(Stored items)
========================================

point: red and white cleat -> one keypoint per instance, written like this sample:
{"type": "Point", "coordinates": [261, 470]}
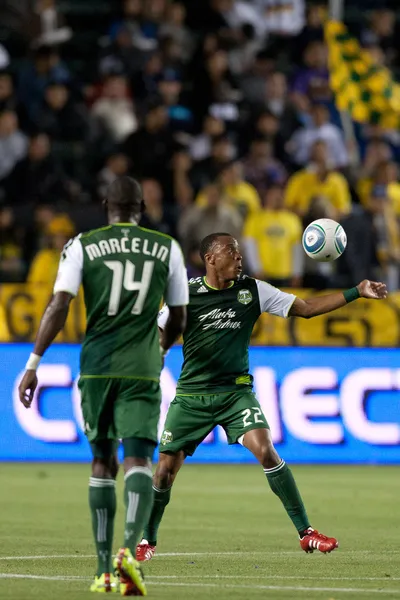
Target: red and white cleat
{"type": "Point", "coordinates": [313, 540]}
{"type": "Point", "coordinates": [145, 551]}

========================================

- Exercise instructions
Copy the items above word for word, leaving out the pictures.

- Written solution
point: red and white cleat -> one keypoint per instance, written like this sample:
{"type": "Point", "coordinates": [261, 470]}
Target: red and white cleat
{"type": "Point", "coordinates": [313, 540]}
{"type": "Point", "coordinates": [145, 551]}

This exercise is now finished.